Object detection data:
=====
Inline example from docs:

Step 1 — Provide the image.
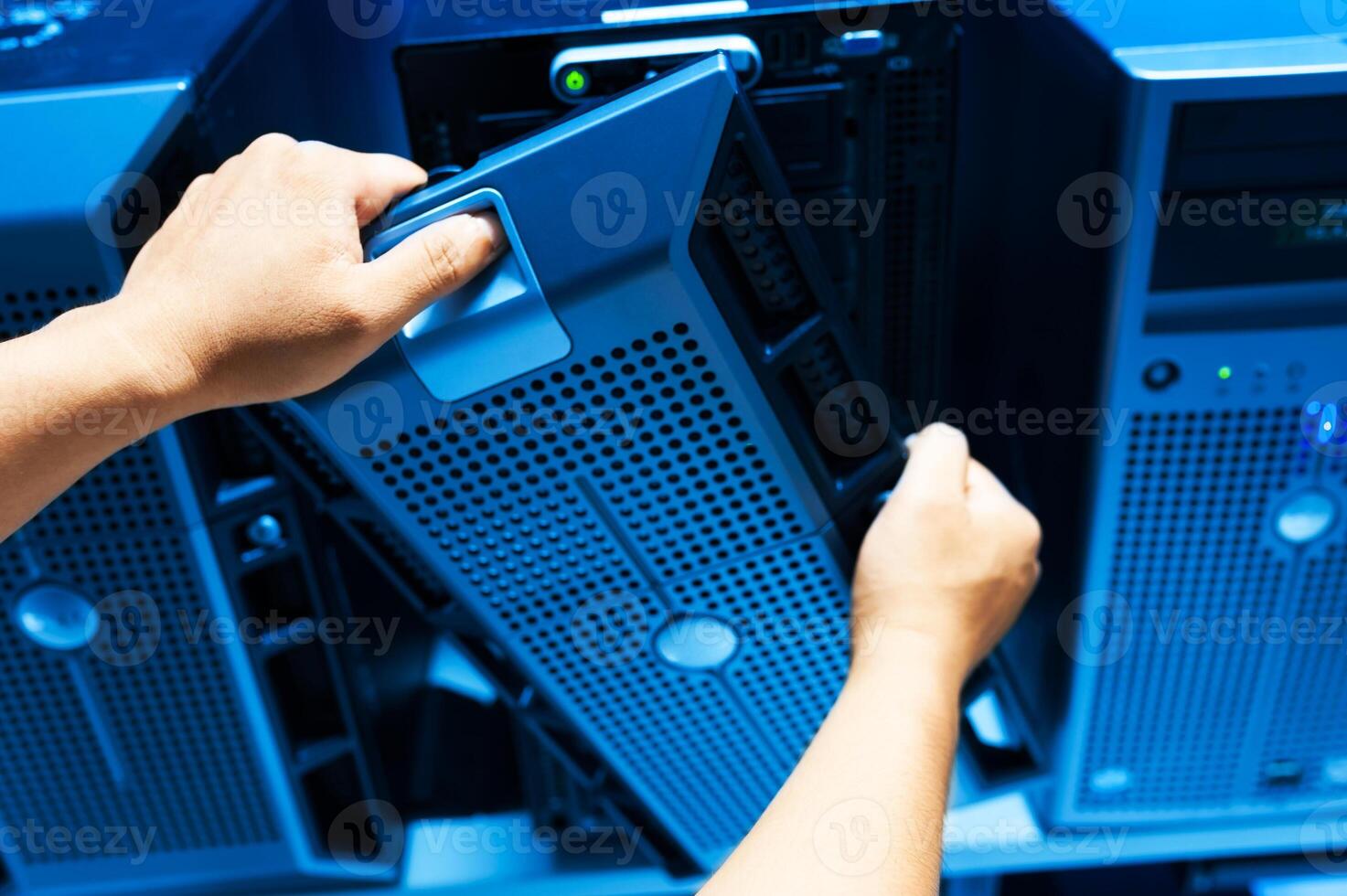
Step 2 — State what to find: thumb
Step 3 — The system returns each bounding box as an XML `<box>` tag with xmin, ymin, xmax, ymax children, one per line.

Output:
=====
_GOAL_
Reproduce the lines above verbatim, omitting the pictures.

_EXERCISE OUTPUT_
Inline example from docs:

Step 1 — Provide the image.
Step 2 — State what to find: thumb
Step 3 — The system returns each bounding box as an XML `<box>` tag with xmin, ymin, xmax, ymax children, one per line.

Output:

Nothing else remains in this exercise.